→ Text segment:
* Start *

I would start your search with one of poodle clubs in your region, perhaps the Greater Milwaukee Poodle Club. They might know if anyone is still breeding from the KarDon lines. However, be prepared for the possibility that they might steer you elsewhere if they aren't comfortable recommending a breeder still using the line. 

Times have changed as far as getting a toy poodle and, to some extent, even a mini poodle. Most good breeders currently have wait lists. The want ads still have ads from puppy mills and backyard breeders; there are many reasons to resist temptation and to avoid such breeders. However, since you currently have a young dog at home, I would have advised you to wait anyhow. I added a puppy when my older dog was 14 months. It would have been easier to deal with the puppy if my older dog was past the teenaged mischief stage. My older dog enjoyed having a puppy, but his training came to a screeching stop while I put all my efforts into socializing and housebreaking the puppy.


----------



## Peacepoodle365 (Nov 12, 2020)

Ty. Definitely never enough time. 

Yes, I think I should wait until Ginger goes through more training and I get through the winter at the very least... I would rather do housebreaking in spring or summer or fall! So I figured if I started looking now I could get on a wait list if any relatives with reputable breeders are still out there. Unless I stumble upon an adult dog which I would consider too.

* End *

→ What you will do:
- A) In the poodle thread, how old was the writer's older dog when the puppy was added?
- B) Translate this sentence from the poodle thread into Spanish: "Most good breeders currently have wait lists."
- C) Carry on the poodle thread from its last sentence.
The data after this point come from a separate source and have no connection to the poodle thread.

→ Provided material:
* Start *

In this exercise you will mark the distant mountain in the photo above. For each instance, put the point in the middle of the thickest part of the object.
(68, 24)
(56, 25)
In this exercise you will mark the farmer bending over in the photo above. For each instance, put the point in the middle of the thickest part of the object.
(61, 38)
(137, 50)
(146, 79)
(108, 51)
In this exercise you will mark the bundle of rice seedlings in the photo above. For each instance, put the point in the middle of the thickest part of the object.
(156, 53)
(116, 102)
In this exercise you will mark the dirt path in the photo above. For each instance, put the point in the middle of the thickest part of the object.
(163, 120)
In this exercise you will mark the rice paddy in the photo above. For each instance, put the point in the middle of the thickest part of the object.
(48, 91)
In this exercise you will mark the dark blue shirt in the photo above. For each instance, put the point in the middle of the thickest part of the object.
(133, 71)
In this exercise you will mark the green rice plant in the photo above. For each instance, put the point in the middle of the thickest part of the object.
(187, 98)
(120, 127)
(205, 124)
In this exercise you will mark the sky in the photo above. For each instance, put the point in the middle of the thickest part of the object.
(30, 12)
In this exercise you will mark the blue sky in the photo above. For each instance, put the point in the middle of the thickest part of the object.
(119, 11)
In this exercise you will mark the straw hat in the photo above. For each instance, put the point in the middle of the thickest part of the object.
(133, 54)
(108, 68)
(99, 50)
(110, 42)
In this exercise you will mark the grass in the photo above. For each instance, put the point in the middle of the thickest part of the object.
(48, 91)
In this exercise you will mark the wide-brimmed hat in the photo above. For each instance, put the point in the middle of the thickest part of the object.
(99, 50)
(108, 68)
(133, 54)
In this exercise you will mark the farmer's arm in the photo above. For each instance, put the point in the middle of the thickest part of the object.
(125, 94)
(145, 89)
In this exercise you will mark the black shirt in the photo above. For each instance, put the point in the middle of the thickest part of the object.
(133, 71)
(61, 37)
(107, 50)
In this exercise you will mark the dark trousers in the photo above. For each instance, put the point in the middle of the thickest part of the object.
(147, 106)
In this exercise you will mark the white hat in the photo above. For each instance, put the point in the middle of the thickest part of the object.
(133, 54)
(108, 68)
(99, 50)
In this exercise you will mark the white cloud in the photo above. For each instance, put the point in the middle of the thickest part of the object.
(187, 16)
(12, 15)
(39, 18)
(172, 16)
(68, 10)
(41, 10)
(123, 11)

* End *
* Start *

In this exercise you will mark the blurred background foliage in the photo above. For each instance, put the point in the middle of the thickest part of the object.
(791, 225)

* End *

→ Answers given:
- A) 14 months

- B) La mayoría de los buenos criadores tienen actualmente listas de espera.

- C)
Part of my challenge is that I don't live in WI anymore, I'm in MA, so most of my search has to be over the internet.

It is definitely tough, I feel like both Ginger and I are feeling the emptiness and it is so sad, but I can also wait for the right puppy.


----------



## EJStevenP (Oct 27, 2021)

Peacepoodle365 said:


> How many of you have multiple sizes as part of your family?


In the past I had a 12 pound toy and 110 pound mutt be the best of friends. Currently I have a 14 pound toy who is 13 years old, a 9/10 month old standard who is HUGE and getting bigger, and a 13 week standard who is, to put it nicely, a little on the butterball side. I think as long as the bigger dogs don't pick on the smaller you are in good shape. In my house the toy is the King of the Castle and everyone else falls in line.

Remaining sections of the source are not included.